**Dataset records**
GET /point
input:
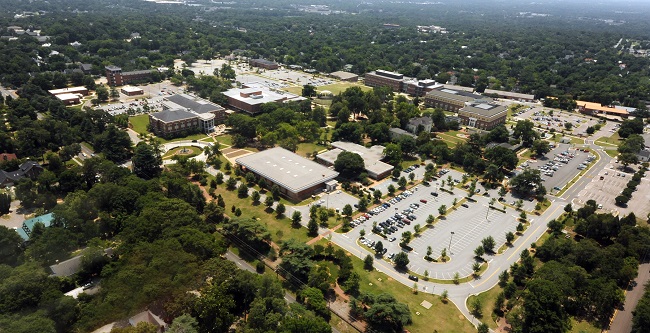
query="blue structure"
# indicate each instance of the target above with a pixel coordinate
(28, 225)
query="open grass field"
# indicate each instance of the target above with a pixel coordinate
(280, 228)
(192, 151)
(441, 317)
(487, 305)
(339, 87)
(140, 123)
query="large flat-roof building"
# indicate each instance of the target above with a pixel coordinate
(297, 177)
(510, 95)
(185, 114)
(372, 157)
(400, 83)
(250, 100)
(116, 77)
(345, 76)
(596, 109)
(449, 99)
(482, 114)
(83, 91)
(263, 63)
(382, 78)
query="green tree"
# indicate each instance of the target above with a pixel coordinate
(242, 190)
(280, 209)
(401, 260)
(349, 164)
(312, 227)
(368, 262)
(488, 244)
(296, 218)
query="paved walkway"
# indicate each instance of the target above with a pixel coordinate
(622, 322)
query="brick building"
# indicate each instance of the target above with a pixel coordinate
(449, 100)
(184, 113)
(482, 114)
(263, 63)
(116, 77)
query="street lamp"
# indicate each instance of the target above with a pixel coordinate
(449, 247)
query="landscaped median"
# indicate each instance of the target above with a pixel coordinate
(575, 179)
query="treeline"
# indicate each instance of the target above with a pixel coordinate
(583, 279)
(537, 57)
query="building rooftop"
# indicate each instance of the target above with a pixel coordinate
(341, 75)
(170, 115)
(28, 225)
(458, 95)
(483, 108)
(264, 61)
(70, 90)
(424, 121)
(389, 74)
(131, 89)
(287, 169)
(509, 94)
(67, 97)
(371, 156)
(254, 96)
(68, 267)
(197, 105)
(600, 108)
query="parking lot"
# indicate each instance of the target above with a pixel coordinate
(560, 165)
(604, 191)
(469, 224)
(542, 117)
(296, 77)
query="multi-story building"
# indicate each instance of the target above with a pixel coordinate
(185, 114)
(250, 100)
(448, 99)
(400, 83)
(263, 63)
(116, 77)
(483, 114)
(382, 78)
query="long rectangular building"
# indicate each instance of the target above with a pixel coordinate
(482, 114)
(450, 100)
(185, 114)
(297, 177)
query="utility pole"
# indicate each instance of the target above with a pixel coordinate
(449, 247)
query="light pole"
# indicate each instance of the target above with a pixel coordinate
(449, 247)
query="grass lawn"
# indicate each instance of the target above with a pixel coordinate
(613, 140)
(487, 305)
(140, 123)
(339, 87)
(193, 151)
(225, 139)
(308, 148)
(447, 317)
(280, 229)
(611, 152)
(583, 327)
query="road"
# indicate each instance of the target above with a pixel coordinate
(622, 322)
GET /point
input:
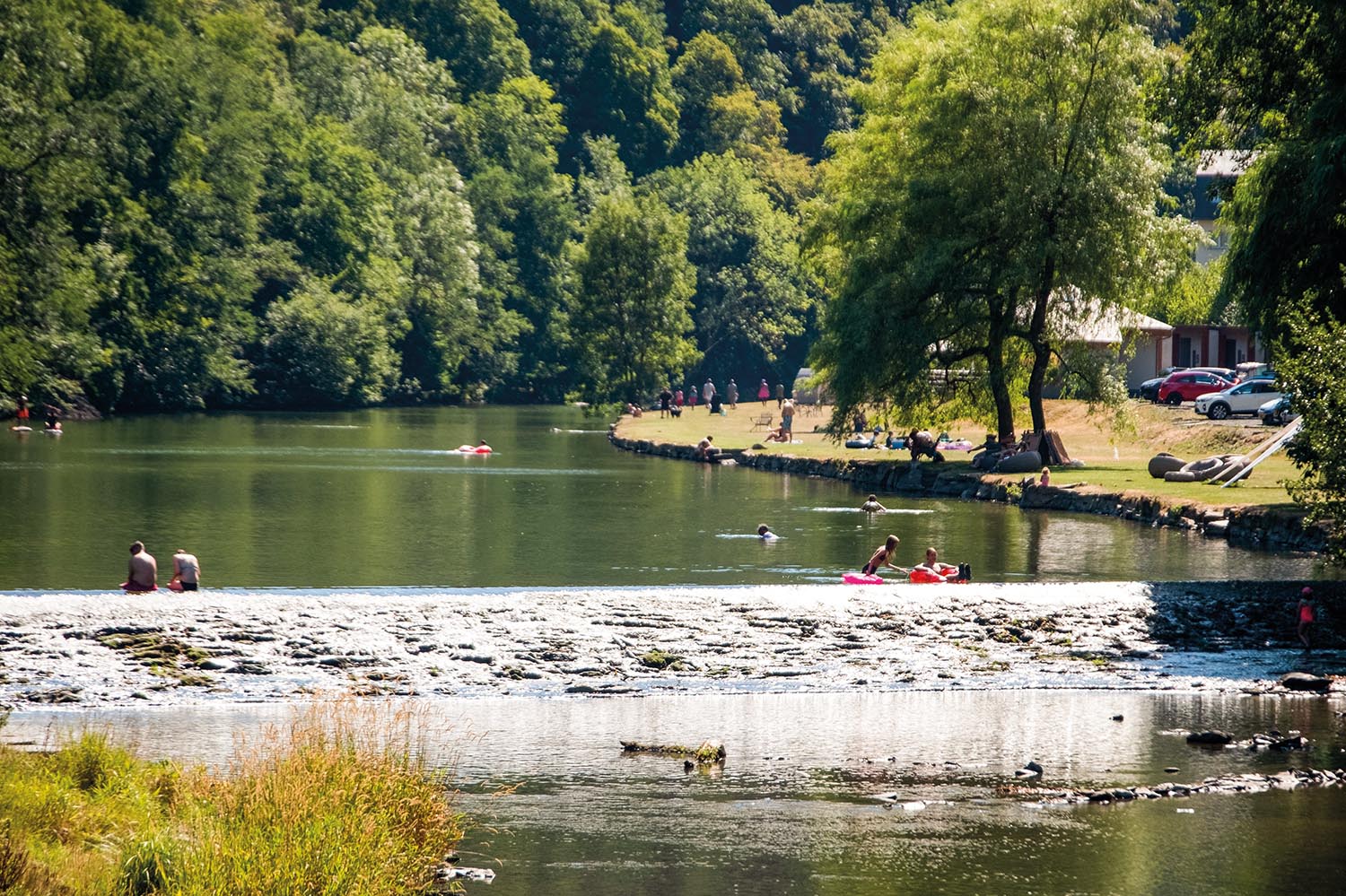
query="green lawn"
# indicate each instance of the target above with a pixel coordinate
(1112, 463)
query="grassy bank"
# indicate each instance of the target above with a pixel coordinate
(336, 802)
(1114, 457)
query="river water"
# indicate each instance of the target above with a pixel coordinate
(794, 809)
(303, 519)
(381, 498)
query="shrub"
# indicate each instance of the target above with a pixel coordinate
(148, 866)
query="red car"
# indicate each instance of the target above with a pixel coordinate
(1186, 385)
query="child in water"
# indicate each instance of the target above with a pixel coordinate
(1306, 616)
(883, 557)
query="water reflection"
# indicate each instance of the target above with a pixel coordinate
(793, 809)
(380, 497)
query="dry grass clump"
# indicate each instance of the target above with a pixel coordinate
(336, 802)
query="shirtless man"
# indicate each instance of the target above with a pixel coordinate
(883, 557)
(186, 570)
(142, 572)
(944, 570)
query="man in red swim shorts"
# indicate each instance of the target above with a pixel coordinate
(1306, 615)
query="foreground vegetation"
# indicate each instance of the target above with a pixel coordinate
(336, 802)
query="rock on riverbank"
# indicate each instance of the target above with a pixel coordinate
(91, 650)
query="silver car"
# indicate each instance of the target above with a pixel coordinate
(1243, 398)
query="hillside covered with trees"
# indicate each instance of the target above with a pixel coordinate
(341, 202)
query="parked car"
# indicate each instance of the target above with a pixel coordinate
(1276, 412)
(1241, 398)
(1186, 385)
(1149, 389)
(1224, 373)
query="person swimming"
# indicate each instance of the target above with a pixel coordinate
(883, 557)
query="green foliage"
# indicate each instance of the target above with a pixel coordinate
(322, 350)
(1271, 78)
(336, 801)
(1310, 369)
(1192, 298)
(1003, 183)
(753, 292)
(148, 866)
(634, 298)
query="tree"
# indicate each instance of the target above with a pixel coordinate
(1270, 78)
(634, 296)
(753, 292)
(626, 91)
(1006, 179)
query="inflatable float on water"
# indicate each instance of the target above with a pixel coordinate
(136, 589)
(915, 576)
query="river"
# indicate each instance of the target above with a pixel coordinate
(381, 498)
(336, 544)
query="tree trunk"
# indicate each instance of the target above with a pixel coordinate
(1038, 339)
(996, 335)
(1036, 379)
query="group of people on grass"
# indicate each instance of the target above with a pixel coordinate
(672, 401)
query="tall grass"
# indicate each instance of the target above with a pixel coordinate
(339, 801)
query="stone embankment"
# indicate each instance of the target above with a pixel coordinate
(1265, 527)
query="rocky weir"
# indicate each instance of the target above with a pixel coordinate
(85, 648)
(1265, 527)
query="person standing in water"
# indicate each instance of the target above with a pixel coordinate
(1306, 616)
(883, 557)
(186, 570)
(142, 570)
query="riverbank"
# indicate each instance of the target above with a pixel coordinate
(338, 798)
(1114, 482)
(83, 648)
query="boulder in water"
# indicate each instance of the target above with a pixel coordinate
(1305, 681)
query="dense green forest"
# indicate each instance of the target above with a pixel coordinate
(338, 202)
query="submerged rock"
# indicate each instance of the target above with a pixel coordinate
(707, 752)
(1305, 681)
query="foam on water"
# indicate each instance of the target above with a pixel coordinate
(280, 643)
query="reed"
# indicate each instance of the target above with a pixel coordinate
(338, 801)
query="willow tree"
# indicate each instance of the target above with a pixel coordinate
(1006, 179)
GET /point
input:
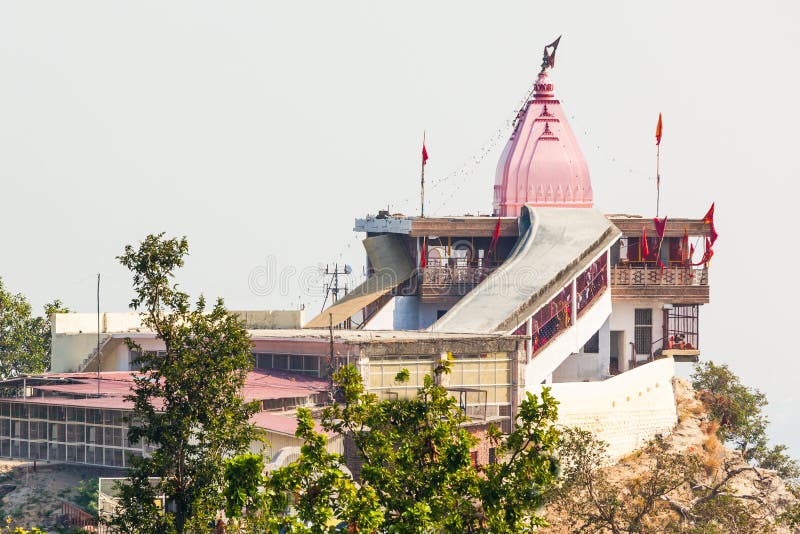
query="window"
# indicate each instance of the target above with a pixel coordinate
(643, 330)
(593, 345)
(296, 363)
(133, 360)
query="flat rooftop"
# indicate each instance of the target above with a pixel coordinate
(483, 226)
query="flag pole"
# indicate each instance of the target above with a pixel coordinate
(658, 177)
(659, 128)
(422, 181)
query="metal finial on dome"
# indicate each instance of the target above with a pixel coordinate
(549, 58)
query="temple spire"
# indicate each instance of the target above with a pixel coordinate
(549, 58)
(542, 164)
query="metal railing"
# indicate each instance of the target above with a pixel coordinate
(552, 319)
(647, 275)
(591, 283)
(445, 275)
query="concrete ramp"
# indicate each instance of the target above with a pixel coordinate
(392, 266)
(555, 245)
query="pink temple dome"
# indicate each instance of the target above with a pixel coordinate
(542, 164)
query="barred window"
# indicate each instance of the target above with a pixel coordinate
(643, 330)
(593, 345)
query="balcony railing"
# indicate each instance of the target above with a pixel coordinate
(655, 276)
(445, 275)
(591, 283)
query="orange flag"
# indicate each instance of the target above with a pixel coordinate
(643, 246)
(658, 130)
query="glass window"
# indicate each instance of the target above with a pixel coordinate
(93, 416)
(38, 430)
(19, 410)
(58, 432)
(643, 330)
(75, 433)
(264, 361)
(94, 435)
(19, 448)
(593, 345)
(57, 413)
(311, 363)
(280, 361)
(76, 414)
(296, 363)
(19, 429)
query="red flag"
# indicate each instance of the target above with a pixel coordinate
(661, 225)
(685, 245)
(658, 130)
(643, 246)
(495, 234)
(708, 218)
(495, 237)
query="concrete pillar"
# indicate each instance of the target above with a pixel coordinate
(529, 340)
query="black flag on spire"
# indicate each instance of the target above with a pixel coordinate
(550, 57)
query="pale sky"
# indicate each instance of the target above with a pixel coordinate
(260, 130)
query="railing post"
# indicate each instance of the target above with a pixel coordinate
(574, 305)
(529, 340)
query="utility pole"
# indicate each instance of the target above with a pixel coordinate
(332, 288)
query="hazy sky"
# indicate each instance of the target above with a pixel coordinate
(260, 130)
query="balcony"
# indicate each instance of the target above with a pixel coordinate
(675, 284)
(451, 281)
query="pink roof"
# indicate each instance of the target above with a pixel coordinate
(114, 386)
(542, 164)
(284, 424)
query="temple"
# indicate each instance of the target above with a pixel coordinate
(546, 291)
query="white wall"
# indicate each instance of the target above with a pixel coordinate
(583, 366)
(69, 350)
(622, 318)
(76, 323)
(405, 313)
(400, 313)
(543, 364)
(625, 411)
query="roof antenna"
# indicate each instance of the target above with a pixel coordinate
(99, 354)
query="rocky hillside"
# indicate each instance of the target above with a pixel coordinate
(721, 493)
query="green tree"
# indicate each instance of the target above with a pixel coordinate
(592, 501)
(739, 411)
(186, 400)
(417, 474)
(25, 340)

**Work item**
Looking at the data above, say how many lines include the string "concrete" and add nothing.

**Task result**
2